§ **PROMPT**: Report back every line of the entries that contains "pixels", exactly as written.

§ **Saved data entries**:
■ ■ ■ ■

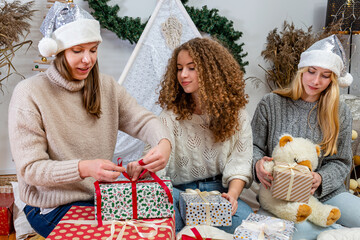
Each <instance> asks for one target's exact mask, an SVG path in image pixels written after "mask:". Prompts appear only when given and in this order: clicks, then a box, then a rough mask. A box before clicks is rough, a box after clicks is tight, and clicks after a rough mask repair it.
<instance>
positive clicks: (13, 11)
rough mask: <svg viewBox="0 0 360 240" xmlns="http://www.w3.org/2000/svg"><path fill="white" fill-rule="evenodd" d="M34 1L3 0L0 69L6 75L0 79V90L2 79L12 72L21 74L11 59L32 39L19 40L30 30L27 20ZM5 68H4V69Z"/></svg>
mask: <svg viewBox="0 0 360 240" xmlns="http://www.w3.org/2000/svg"><path fill="white" fill-rule="evenodd" d="M33 4H34V1H31V2H27V3H24V4H22V3H21V2H20V1H14V2H12V3H8V2H7V1H5V2H4V3H3V6H2V7H1V9H0V69H1V72H0V74H2V72H4V70H5V74H6V76H4V77H2V78H1V79H0V90H1V91H2V81H3V80H5V79H7V78H8V77H9V76H10V75H12V74H13V73H16V74H19V75H20V76H21V77H22V78H24V76H23V75H21V74H20V73H19V72H18V71H17V70H16V68H15V66H14V65H13V63H12V59H13V58H14V56H15V53H16V51H18V50H19V49H20V48H21V47H23V46H24V45H28V47H30V46H31V44H32V41H31V40H27V41H22V42H20V43H18V42H19V41H20V39H21V38H24V39H25V38H26V36H27V34H28V33H29V32H30V23H28V22H27V21H28V20H30V19H31V17H32V15H33V13H34V12H35V10H31V7H32V6H33ZM4 68H5V69H4Z"/></svg>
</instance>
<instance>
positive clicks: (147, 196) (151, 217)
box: [95, 172, 174, 226]
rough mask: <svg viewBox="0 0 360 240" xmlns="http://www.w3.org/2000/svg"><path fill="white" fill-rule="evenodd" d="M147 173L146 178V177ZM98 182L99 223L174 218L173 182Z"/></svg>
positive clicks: (96, 211) (98, 209)
mask: <svg viewBox="0 0 360 240" xmlns="http://www.w3.org/2000/svg"><path fill="white" fill-rule="evenodd" d="M144 173H145V172H143V173H142V174H144ZM123 174H124V176H125V177H126V178H127V179H128V180H124V181H116V182H98V181H96V182H95V193H96V194H95V207H96V219H97V220H98V222H99V225H100V226H101V222H102V221H103V220H107V221H108V220H124V219H146V218H170V217H172V216H173V215H174V206H173V198H172V184H171V181H170V179H169V178H163V179H160V178H159V177H158V176H157V175H156V174H155V173H150V175H151V177H152V178H144V179H138V180H137V181H131V179H130V178H129V176H128V175H127V174H126V173H123Z"/></svg>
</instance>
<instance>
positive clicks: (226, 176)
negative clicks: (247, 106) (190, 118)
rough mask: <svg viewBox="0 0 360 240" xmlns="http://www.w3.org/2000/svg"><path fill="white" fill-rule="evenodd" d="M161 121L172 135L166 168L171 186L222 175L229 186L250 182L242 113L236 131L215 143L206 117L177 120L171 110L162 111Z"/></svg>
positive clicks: (249, 143)
mask: <svg viewBox="0 0 360 240" xmlns="http://www.w3.org/2000/svg"><path fill="white" fill-rule="evenodd" d="M160 120H161V121H162V122H163V124H164V125H165V126H166V127H167V128H168V129H169V131H170V133H171V144H172V152H171V155H170V159H169V162H168V164H167V166H166V168H165V171H166V175H167V176H169V177H170V178H171V181H172V183H173V184H174V185H178V184H184V183H189V182H193V181H195V180H200V179H205V178H209V177H213V176H216V175H219V174H222V175H223V177H222V184H223V186H224V187H228V184H229V182H230V181H231V180H232V179H241V180H244V181H245V183H246V187H249V186H250V185H251V182H252V154H253V147H252V132H251V126H250V119H249V116H248V114H247V113H246V111H245V110H241V111H240V114H239V122H240V126H239V128H240V129H239V131H236V133H235V134H234V135H233V136H232V137H231V138H230V139H228V140H226V141H225V142H217V143H215V142H214V140H213V137H212V136H213V134H212V132H211V131H210V129H209V128H208V124H207V121H208V120H207V119H206V116H205V115H196V114H193V115H192V119H191V120H181V121H178V120H176V115H175V114H174V113H173V112H172V111H163V112H162V113H161V114H160Z"/></svg>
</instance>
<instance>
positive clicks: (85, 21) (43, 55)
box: [39, 19, 102, 57]
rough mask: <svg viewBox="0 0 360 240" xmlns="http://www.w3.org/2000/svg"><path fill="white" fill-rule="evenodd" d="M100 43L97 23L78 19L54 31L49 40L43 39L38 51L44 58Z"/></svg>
mask: <svg viewBox="0 0 360 240" xmlns="http://www.w3.org/2000/svg"><path fill="white" fill-rule="evenodd" d="M101 41H102V38H101V35H100V24H99V22H98V21H97V20H95V19H79V20H76V21H73V22H70V23H68V24H65V25H63V26H61V27H60V28H58V29H56V30H55V31H54V32H53V33H52V35H51V38H43V39H42V40H41V41H40V42H39V51H40V53H41V55H43V56H44V57H49V56H52V55H56V54H58V53H59V52H61V51H63V50H65V49H67V48H70V47H73V46H75V45H78V44H83V43H90V42H101ZM54 43H55V44H54ZM55 47H56V50H55Z"/></svg>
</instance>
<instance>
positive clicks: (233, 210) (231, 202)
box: [221, 193, 238, 216]
mask: <svg viewBox="0 0 360 240" xmlns="http://www.w3.org/2000/svg"><path fill="white" fill-rule="evenodd" d="M221 196H222V197H223V198H226V199H227V200H228V201H229V202H230V203H231V216H234V214H235V213H236V210H237V207H238V203H237V198H235V197H234V196H231V195H230V194H229V193H222V194H221Z"/></svg>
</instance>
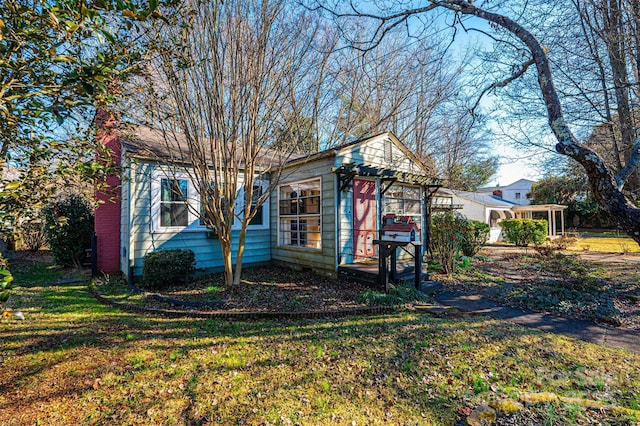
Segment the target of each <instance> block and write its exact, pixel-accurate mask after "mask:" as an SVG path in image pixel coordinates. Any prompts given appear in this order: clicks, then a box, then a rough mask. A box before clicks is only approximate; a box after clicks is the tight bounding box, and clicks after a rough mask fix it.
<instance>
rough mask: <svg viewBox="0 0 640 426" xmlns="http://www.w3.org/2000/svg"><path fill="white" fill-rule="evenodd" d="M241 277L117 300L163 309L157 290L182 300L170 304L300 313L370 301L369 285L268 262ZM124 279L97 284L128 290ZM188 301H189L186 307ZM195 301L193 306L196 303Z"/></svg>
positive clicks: (217, 276)
mask: <svg viewBox="0 0 640 426" xmlns="http://www.w3.org/2000/svg"><path fill="white" fill-rule="evenodd" d="M242 276H243V279H242V282H241V283H240V284H239V285H238V286H235V287H225V286H224V285H223V280H222V275H221V274H213V275H208V276H204V277H200V278H198V279H195V280H192V281H191V282H189V283H187V284H184V285H176V286H172V287H169V288H162V289H158V288H148V287H144V286H142V285H140V289H141V290H143V291H144V292H145V293H142V294H135V293H133V294H131V295H130V296H128V297H126V298H119V299H118V301H120V302H124V303H133V304H136V305H143V306H144V307H145V308H148V309H164V308H167V307H168V305H169V303H167V301H162V300H158V299H159V298H157V297H155V296H156V295H159V296H161V297H162V298H166V299H173V300H175V301H179V302H186V303H184V304H172V305H171V308H172V309H182V310H198V311H224V312H276V311H278V312H300V311H307V312H309V311H339V310H347V309H362V308H367V307H369V306H370V304H368V303H367V302H366V300H364V299H363V297H362V296H363V294H366V293H367V292H371V291H373V289H371V288H369V287H366V286H364V285H362V284H359V283H356V282H351V281H346V280H341V279H338V280H336V279H331V278H325V277H323V276H320V275H317V274H314V273H311V272H308V271H301V272H297V271H293V270H290V269H287V268H277V267H272V266H265V267H257V268H246V269H245V270H244V271H243V274H242ZM126 285H127V284H126V282H124V281H123V280H120V281H112V282H111V283H109V284H102V285H99V286H98V291H99V292H100V293H101V294H102V295H104V296H106V297H110V296H118V295H122V294H125V293H127V290H126ZM189 305H192V306H189ZM194 305H195V306H194Z"/></svg>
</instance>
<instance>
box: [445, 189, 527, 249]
mask: <svg viewBox="0 0 640 426" xmlns="http://www.w3.org/2000/svg"><path fill="white" fill-rule="evenodd" d="M437 196H438V199H439V200H442V201H441V202H440V204H441V207H444V205H445V204H443V203H446V200H447V199H448V200H450V203H451V204H453V205H455V206H457V208H456V210H457V211H458V212H460V214H462V215H463V216H464V217H466V218H467V219H469V220H477V221H479V222H484V223H487V224H489V227H490V231H489V242H495V241H499V240H501V239H502V228H500V225H499V223H500V221H501V220H503V219H513V218H515V217H516V215H515V214H514V212H513V210H512V208H513V207H514V206H516V204H515V203H512V202H510V201H507V200H503V199H502V198H500V197H498V196H496V195H493V194H487V193H478V192H465V191H454V190H451V189H445V188H442V189H440V190H438V193H437Z"/></svg>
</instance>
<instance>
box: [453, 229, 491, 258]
mask: <svg viewBox="0 0 640 426" xmlns="http://www.w3.org/2000/svg"><path fill="white" fill-rule="evenodd" d="M490 230H491V228H490V227H489V224H488V223H484V222H480V221H477V220H470V221H468V222H467V227H466V228H465V229H463V230H462V241H461V242H460V248H461V249H462V253H463V254H464V255H465V256H467V257H473V256H475V255H476V254H478V251H480V249H481V248H482V246H484V245H485V244H486V243H487V241H489V231H490Z"/></svg>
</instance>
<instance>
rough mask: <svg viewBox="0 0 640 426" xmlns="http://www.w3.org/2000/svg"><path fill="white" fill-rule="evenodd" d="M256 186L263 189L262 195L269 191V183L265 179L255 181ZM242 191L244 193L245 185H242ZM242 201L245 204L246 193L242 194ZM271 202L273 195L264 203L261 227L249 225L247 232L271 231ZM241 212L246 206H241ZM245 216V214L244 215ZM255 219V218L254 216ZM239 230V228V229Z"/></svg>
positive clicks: (242, 193) (268, 197) (254, 184)
mask: <svg viewBox="0 0 640 426" xmlns="http://www.w3.org/2000/svg"><path fill="white" fill-rule="evenodd" d="M253 185H254V186H260V187H261V188H262V193H263V194H264V193H265V192H267V190H268V189H269V181H268V180H265V179H254V181H253ZM242 190H243V191H244V184H243V185H242ZM241 195H242V199H241V200H240V202H241V203H242V202H244V193H242V194H241ZM270 201H271V195H269V196H268V197H267V198H265V200H264V203H262V223H261V224H260V225H251V224H247V231H249V230H259V229H269V206H270V204H269V203H270ZM240 212H244V205H242V204H241V208H240ZM243 214H244V213H243ZM254 217H255V216H254ZM238 229H239V228H238Z"/></svg>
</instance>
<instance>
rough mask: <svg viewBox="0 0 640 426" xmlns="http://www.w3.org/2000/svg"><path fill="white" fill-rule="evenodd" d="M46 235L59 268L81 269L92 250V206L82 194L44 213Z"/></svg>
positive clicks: (63, 198)
mask: <svg viewBox="0 0 640 426" xmlns="http://www.w3.org/2000/svg"><path fill="white" fill-rule="evenodd" d="M43 214H44V221H45V234H46V237H47V241H48V242H49V248H50V249H51V252H52V254H53V257H54V259H55V261H56V263H57V264H59V265H61V266H80V265H81V263H82V259H83V258H84V256H85V254H86V249H88V248H90V247H91V236H92V235H93V206H92V205H91V203H89V201H88V200H87V199H86V198H85V197H83V196H81V195H79V194H69V195H66V196H63V197H62V198H60V199H58V200H57V201H54V202H53V203H51V204H49V205H48V206H47V207H45V209H44V210H43Z"/></svg>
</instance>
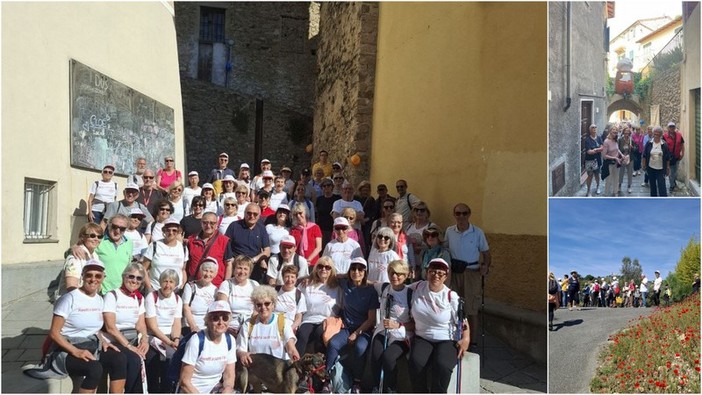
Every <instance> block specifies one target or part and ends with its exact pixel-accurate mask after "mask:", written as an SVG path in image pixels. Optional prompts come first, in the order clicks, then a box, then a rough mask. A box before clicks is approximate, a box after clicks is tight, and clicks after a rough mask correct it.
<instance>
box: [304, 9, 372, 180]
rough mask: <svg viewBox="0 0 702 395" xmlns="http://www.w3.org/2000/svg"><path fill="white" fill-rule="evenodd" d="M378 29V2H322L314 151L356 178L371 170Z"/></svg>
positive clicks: (368, 173)
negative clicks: (352, 163) (335, 2)
mask: <svg viewBox="0 0 702 395" xmlns="http://www.w3.org/2000/svg"><path fill="white" fill-rule="evenodd" d="M377 29H378V4H377V3H323V4H322V5H321V9H320V40H319V51H318V56H317V65H318V69H319V75H318V78H317V89H316V106H315V107H316V108H315V114H314V151H315V155H314V156H315V158H316V157H317V153H318V152H319V151H320V150H326V151H328V152H329V157H330V159H331V160H332V161H339V162H342V164H343V165H344V166H345V168H344V171H345V173H346V175H347V176H348V177H349V178H350V179H351V180H352V182H353V183H354V184H356V183H357V182H358V181H360V180H362V179H367V178H368V177H369V176H370V163H369V160H370V149H371V147H370V138H371V132H372V120H373V95H374V89H375V57H376V41H377ZM354 154H358V155H359V156H360V158H361V162H360V164H359V165H358V166H353V165H351V164H348V163H347V158H349V157H350V156H352V155H354Z"/></svg>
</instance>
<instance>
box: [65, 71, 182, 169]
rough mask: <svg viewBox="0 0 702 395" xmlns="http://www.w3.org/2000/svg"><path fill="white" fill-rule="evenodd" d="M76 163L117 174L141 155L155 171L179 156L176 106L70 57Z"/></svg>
mask: <svg viewBox="0 0 702 395" xmlns="http://www.w3.org/2000/svg"><path fill="white" fill-rule="evenodd" d="M70 66H71V67H70V69H71V166H74V167H79V168H84V169H89V170H98V171H100V170H102V168H103V167H104V166H105V165H107V164H113V165H115V172H116V173H117V174H122V175H128V174H132V173H133V172H134V170H135V162H136V159H137V158H139V157H144V158H146V163H147V167H148V168H150V169H153V170H154V171H155V170H156V169H158V168H159V166H162V164H163V158H164V157H166V156H169V155H170V156H174V153H175V132H174V127H173V125H174V124H173V109H172V108H170V107H168V106H166V105H164V104H162V103H159V102H158V101H156V100H154V99H152V98H150V97H148V96H146V95H144V94H143V93H140V92H137V91H135V90H134V89H131V88H130V87H128V86H126V85H124V84H122V83H120V82H118V81H115V80H113V79H112V78H110V77H108V76H106V75H104V74H102V73H100V72H98V71H96V70H93V69H91V68H90V67H88V66H86V65H84V64H82V63H80V62H78V61H76V60H74V59H71V65H70Z"/></svg>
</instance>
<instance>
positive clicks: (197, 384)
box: [176, 300, 236, 394]
mask: <svg viewBox="0 0 702 395" xmlns="http://www.w3.org/2000/svg"><path fill="white" fill-rule="evenodd" d="M230 318H231V307H230V306H229V304H228V303H227V302H226V301H223V300H218V301H215V302H212V304H211V305H210V307H209V308H208V309H207V315H206V316H205V326H206V329H205V330H204V331H202V332H199V333H198V334H196V335H193V336H191V337H190V340H188V344H187V345H186V346H185V353H184V354H183V359H182V361H183V364H182V367H181V369H180V383H179V386H180V388H179V389H178V391H176V392H183V393H190V394H194V393H200V394H210V393H215V392H216V393H226V394H231V393H234V364H235V363H236V347H235V344H234V342H235V340H234V339H232V336H231V335H230V334H228V333H227V328H228V327H229V320H230ZM200 333H202V335H200ZM200 341H203V342H204V344H203V345H202V352H200ZM220 380H221V381H222V384H221V387H222V388H216V387H218V386H220V384H219V382H220Z"/></svg>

■ ■ ■ ■

§ **ANSWER BELOW**:
Each <instance> asks for one target's exact mask, an SVG path in image pixels written after "mask:". Prompts appear only when given and in this order: clicks, then a box, then a rough mask. A box before clicks is rough, a box after clicks is tight, and clicks after a rough mask repair it.
Every <instance> block specifies one target or part and ends with its exact pixel-accurate mask after "mask:", written as an SVG path in image pixels. Optional prompts come first, in the order clicks, then a box, then a rough mask. A box before clicks is approximate, a box after clicks is tight, and clicks after a rough mask correct it.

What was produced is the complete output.